TASK DESCRIPTION
Reply with the data below, repeated exactly in full.

━━ PROVIDED ENTRIES ━━

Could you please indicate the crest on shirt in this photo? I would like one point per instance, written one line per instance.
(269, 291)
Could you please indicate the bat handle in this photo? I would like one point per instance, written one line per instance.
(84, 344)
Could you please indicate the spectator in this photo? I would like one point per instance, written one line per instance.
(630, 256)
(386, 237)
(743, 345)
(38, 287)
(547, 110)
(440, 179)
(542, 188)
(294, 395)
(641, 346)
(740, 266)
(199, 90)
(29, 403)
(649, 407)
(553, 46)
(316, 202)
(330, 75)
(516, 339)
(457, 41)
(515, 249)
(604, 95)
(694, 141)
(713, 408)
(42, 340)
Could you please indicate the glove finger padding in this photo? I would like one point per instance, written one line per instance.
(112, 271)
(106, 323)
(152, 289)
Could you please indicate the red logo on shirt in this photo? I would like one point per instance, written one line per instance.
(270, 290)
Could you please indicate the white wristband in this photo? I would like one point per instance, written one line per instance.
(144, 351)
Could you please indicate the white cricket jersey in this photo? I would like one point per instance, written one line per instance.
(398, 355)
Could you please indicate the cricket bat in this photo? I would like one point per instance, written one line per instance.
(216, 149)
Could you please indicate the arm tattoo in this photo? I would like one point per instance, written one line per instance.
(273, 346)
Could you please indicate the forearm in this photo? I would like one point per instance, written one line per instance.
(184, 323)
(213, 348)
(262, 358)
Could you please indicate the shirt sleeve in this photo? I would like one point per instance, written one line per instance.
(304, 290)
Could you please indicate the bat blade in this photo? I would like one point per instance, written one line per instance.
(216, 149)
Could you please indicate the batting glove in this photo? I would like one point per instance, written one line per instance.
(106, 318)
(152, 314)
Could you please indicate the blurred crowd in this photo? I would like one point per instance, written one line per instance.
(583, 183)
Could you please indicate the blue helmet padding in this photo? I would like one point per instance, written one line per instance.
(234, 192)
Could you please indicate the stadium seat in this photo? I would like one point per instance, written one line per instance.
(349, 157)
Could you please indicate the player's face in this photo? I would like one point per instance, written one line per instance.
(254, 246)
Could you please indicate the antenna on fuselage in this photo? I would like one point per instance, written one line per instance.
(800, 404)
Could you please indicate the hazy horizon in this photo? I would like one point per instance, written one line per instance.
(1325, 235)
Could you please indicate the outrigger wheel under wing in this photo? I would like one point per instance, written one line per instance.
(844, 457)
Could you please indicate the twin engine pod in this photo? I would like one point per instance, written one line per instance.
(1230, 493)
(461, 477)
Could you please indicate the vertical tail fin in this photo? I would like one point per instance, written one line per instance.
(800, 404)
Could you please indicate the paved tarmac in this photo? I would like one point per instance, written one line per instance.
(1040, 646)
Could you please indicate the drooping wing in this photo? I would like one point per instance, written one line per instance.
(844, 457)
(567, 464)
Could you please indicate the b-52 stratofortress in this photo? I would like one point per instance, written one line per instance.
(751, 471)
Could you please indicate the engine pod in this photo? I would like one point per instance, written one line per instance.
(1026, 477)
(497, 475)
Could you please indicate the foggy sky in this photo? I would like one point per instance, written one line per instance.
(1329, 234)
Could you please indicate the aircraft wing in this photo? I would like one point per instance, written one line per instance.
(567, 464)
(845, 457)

━━━

SOLUTION TO THIS TASK
Could you please indicate the crest on shirt in this photo? I would like one point per instance, written one line per instance.
(269, 291)
Could you please indicate the bat handle in this photo? I would like one point per instance, written one line per instance.
(84, 344)
Could you please indicate the spectator in this photo? I would like one point per instance, written one line per instance.
(630, 256)
(386, 237)
(743, 345)
(38, 287)
(547, 110)
(440, 179)
(542, 188)
(294, 395)
(641, 346)
(740, 266)
(199, 90)
(29, 403)
(649, 407)
(553, 46)
(316, 202)
(330, 75)
(516, 339)
(457, 41)
(515, 249)
(604, 95)
(694, 141)
(713, 408)
(42, 340)
Could you please indicate the glove finger padding in this photo? I would like one point per instance, written one line per instance.
(112, 271)
(106, 323)
(152, 289)
Could you please indicate the red logo on shirt in this photo? I would like one point per instance, written one line per instance.
(270, 290)
Could you please indicate the white wristband in this photo? I would like one point per instance, written one line per instance.
(144, 351)
Could you please indicate the white cricket jersey in this photo? I would like one point per instance, written one line per instance.
(398, 355)
Could you please indicate the cricket bat in this photo? I would like one point per instance, written one line per instance.
(216, 149)
Could you please indicate the arm tattoo in this photo? I would like one point per instance, written one line per instance.
(273, 346)
Could you please indicate the forearm in this photo? I would like one point per instance, written one line per instance.
(184, 323)
(213, 348)
(262, 358)
Could you please indicate the shirt sleeve in this photo? I would like one point per instance, written one line per instance.
(304, 290)
Could you please indicate the bat blade in this photo? I would like one point per instance, written one line per instance.
(216, 149)
Could you please indicate the batting glove in this photo? I would like one point per instance, written one line per instance.
(106, 318)
(152, 314)
Could you please indicate the blurred crowd in this photo? I would like one point per instance, written one line per instance.
(583, 183)
Could you please indicate the blue helmet padding in this photo? I would like one point per instance, written one line per instance.
(234, 192)
Could you please indicate the stadium seat in this photo? I would like one point per instance, written one line per instance.
(349, 157)
Could you please indicate the player's face in this photo? I would like one point per instance, written one line per instance.
(254, 246)
Could you please indicate the antenna on fuselage in this photo? I would like one point per instance, written one line per instance.
(800, 404)
Could you please indicate the hazy horizon in this photo? I would like one point per instance, written one line per instance.
(1325, 235)
Could you please indicate the outrigger wheel under wing in this photo? I would like one point per instance, written one line per instance.
(844, 457)
Could you please indicate the twin engine pod in this photo? I would like one point per instance, written one line per instance.
(1230, 493)
(461, 477)
Could you please indicate the vertical tail fin in this photo? I would like one point per instance, written one line per instance.
(800, 404)
Could you please indicate the paved tarmac in this photo? I would like one point per instance, written one line per instance.
(1040, 646)
Could you please indicate the drooping wing in this photo? I would like one point per instance, written one line per instance.
(844, 457)
(567, 464)
Could you please indicate the b-52 stratofortress in this photo? I would like one point per instance, written one line per instance.
(751, 471)
Could you please indicate the engine pod in this photo? I would like one point per instance, written one line per instance.
(1026, 477)
(497, 475)
Could you please indicate the foggy sky in this photo? I would like one point per instance, written one line per instance.
(1329, 234)
Could you please indicate the aircraft wing in this photo? I would like one point per instance, written one line per instance.
(567, 464)
(845, 457)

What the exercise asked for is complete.